- _Problem statement_: Render the material below as a two-column CSV with the headers text and answer, one row per entry. Put each entry's wording in text and its points in answer, each as a single quoted field with line breaks replaced by spaces, and omit the pictures.

- _Material_:
------------

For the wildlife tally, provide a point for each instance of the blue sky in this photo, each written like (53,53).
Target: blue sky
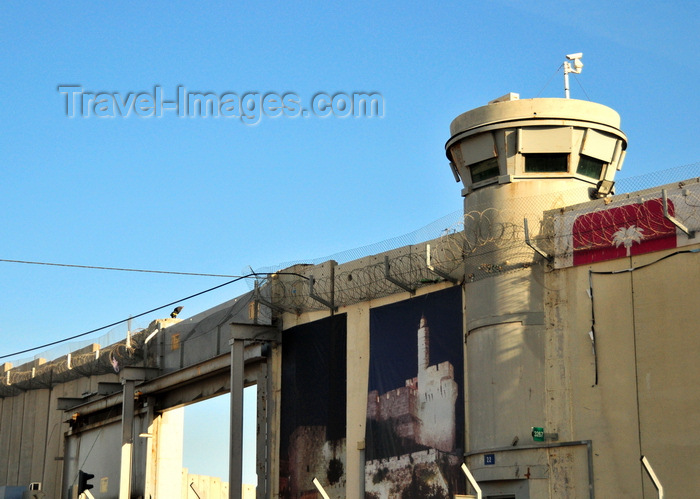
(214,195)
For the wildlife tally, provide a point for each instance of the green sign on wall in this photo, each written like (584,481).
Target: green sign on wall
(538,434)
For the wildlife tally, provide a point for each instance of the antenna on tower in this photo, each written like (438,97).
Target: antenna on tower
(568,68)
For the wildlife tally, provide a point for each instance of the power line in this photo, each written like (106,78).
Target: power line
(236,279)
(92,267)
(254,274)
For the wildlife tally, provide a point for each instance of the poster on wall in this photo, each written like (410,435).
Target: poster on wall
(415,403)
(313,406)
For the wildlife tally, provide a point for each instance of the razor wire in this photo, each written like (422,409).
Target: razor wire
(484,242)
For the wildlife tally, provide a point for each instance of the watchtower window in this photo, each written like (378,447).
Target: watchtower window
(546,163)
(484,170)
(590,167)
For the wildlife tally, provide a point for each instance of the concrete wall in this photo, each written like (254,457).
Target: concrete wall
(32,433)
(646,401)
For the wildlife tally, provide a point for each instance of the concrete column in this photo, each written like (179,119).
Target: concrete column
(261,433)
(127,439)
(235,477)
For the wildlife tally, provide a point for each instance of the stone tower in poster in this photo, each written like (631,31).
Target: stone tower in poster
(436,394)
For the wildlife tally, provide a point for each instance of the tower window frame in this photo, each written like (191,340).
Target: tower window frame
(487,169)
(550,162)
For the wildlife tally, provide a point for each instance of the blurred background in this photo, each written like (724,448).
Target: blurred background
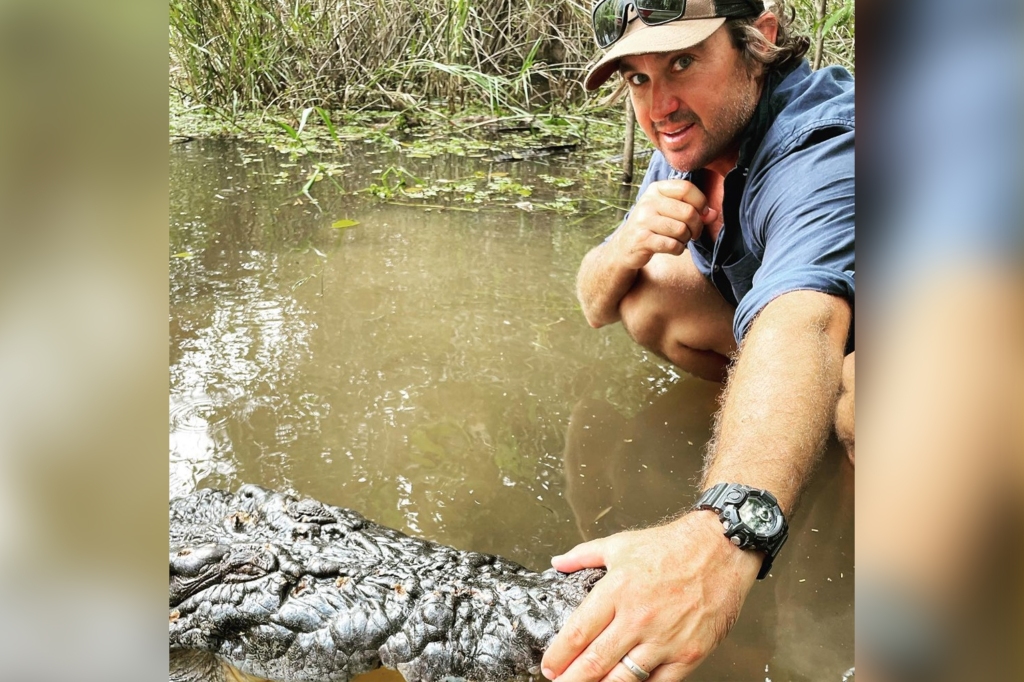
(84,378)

------------

- _Complete output_:
text,answer
"For the wildlife tally, provide a point for each instance of the blue sky in this photo, each written like (53,53). Target: blue sky","(214,195)"
"For the wildlife tally, provide a point for each instance of the green sign on wall in this photo, each written like (584,481). Target: green sign on wall","(538,434)"
"For the wildlife tally, provide a point for each instance of the antenna on tower in this photo, each written like (438,97). Target: antenna on tower","(568,68)"
"For the wildlife tally, provide a point for each instance of the power line in this photo, each written like (106,78). Target: power line","(236,279) (92,267) (254,274)"
"For the wildlife tally, provide a point for each instance of the poster on wall in this photo, each written like (410,435). Target: poster on wall","(415,403) (313,406)"
"For the wildlife tally, provide a point for each instance of the razor wire in this photo, each written like (422,409). Target: razor wire","(484,242)"
"For the wildlife tally, provide a point for each instance of the watchtower window in this photo, each written like (378,447). Target: watchtower window","(546,163) (484,170) (590,167)"
"For the wildlife tally, provide a point for each instance of the concrete wall in this photo, each written like (254,457). Target: concrete wall","(32,433) (646,401)"
"For the wildlife tally, provide a point for each instance of the concrete column in this photo, each written like (179,119). Target: concrete column","(261,433) (127,439) (235,477)"
"For the wildlife tally, provide a point for each instance of the stone tower in poster in this photo, each written like (631,31). Target: stone tower in poster","(436,394)"
"For the wildlife tally, provide a point for each instance of the tower window frame in this photo, each written like (191,340). Target: tower window frame","(487,169) (550,162)"
"For the wildlife tally, provide a point for each instance of the blurred background in this photo, each written like (724,448). Target: blurred background","(84,378)"